▶ Задание 1:
Перечислите всех поэтов, чьи строки приведены в тексте об авангардной поэтике как примеры «абсурдизации тропа».
▶ Задание 2:
Ответьте по тексту об авангардной поэтике:
(a) В каком году вышел «Садок судей II»?
(b) Что, по словам А. Крученых, дает неправильная перспектива?
(c) Как называется работа А. Крученых 1913 года, которую цитирует текст?
▶ Задание 3:
Продолжите текст об авангардной поэтике, начав сразу после его последнего предложения.

▶ Раздел текста:
______________________________

Вот лишь несколько выразительных примеров реализации принципа “абсурдизации тропа” в творческой практике футуристов и обэриутов: “Она мяхче / Повязки на лбу, / Она снисходительней / Куриного пера, / Она нежнее, чем пещера, / Где ходят босоногие генералы” (А. Крученых); “Струня голое горло / я / как памятник трезвый / публично сплю” (И. Терентьев); “И я лежал немой как соня / и я глядел в окно смешное”, “увы стоял плачевный стул / на стуле том сидел аул” (А. Введенский); “Летит журавль многосторонний, / вонзаясь грудью в свет высокий. / Законом, присланным Лукой, / поля стремятся на покой”, “голоса продольных кошек / за окошком слышатся” (И. Бахтерев); “Мы бежали как сажени / на последнее сраженье”, “Сон ленивый, как перелет, / руки длинные, как переплет” (Д. Хармс).

Как убедительно демонстрируют приведенные выше примеры, логика тропообразования в авангардной поэтике строится на принципиальном разрушении абсолютно всех связей между элементами тропа, затрагивающем не только область денотатов, но и сферу коннотативных смыслов. Следует помнить, однако, что разрушение это имеет своей конечной целью воссоздание особого языка поэзии (и шире — искусства), который бы выполнял не утилитарную функцию сообщения информации, а был бы средством эстетического воздействия на реципиента. Последовательное переосмысление семантической правильности поэтической речи приводит к реформированию и области лексико-грамматической. Тезис о необходимости преодоления в поэтическом языке жестких грамматических и синтаксических норм был выдвинут уже в предисловии к футуристическому манифесту “Садок судей II” (1914): “1. Мы перестали рассматривать словопостроение и словопроизношение по грамматическим правилам, став видеть в буквах лишь направляющие речи. Мы расшатали синтаксис. 2. Мы стали придавать содержание словам по их начертательной и фонической характеристике. 3. Нами осознана роль приставок и суффиксов”. “Неправильная перспектива дает новое 4-е измерение… неправильное построение предложения (со стороны мысли и гранесловия) дает движение и новое восприятие мира”, — так мотивировал освобождение слова от грамматической логики А. Крученых. И далее намечал диапазон грамматических неправильностей, допустимых в поэзии “современных баячей”: “Несовпадение падежей, чисел, времен и родов подлежащего и сказуемого, определения и определяемого… опущение подлежащего или др. частей предложения… произвольное словоновшество (чистый неологизм). <…> Мы стали видеть здесь и там. Иррациональное (заумное) нам так же непосредственно дано как и умное” (“Новые пути слова”, 1913).

______________________________

▶ Фрагмент данных:

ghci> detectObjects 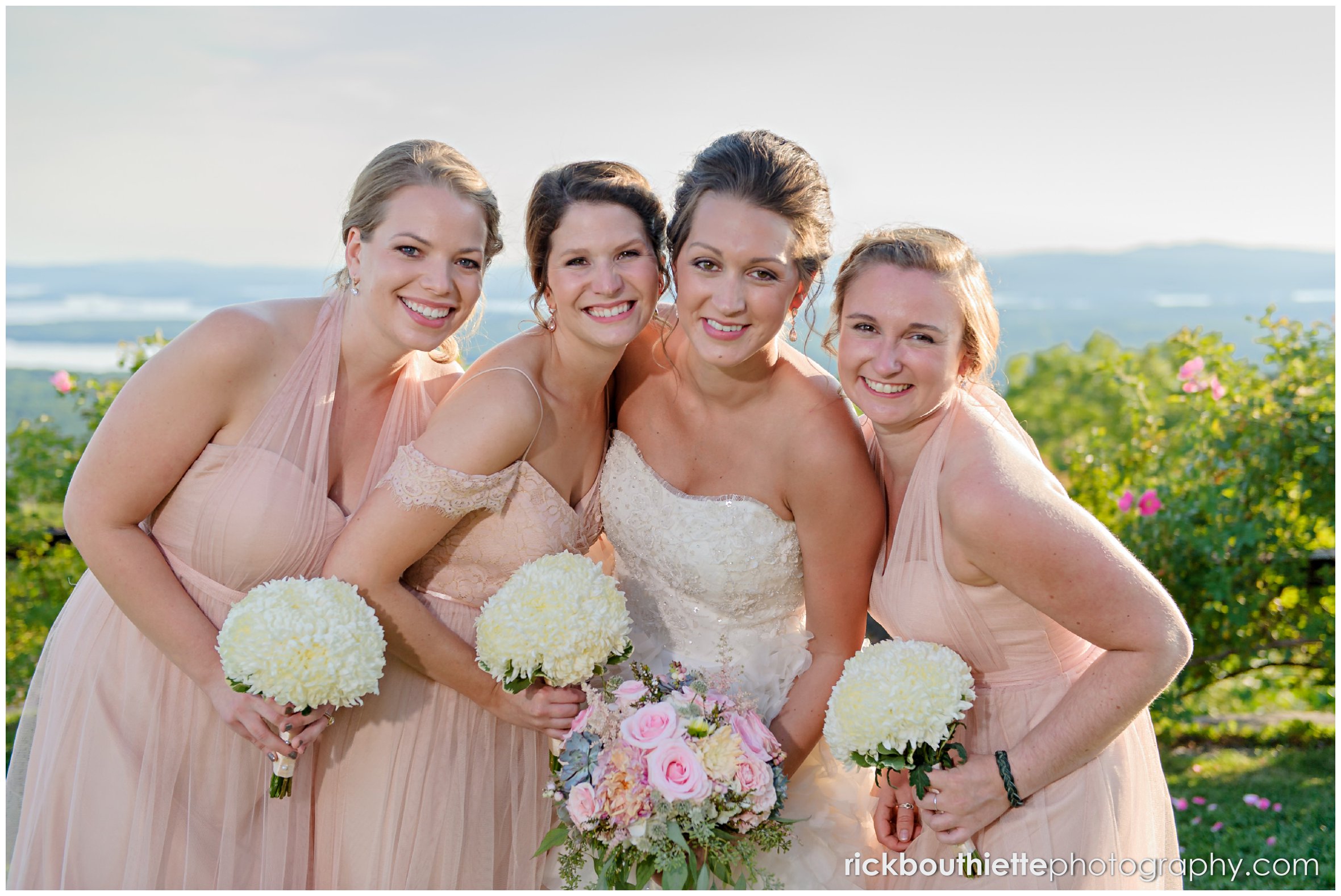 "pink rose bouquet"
[536,662,791,889]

______________________________

▶ Итоговый ответ 1:
А. Крученых, И. Терентьев, А. Введенский, И. Бахтерев, Д. Хармс

▶ Итоговый ответ 2:
(a) В 1914 году.
(b) Новое 4-е измерение.
(c) «Новые пути слова».

▶ Итоговый ответ 3:
Дальше всех своих предшественников в разрушении грамматического единства текста пошли участники группы ОБЭРИУ. Стратегия освобождения слова от четырех “рабочих” (утилитарных) значений привела обэриутов к отказу от формальной логики языка в пользу логики “цисфинитной”27  (термин принадлежит Д. Хармсу), то есть бесконечной. Ориентация на “грамматический абсурд”, поэтика антитекста (описка, помарка, “плохопись”) выступает одним из ведущих приемов, с помощью которого восстанавливается изначальная, до-разумная, алогичная бесконечность и полнота бытия. Таким образом, для концептуально-художественной системы русского авангарда последовательное преодоление грамматики имеет выраженную телеологическую направленность.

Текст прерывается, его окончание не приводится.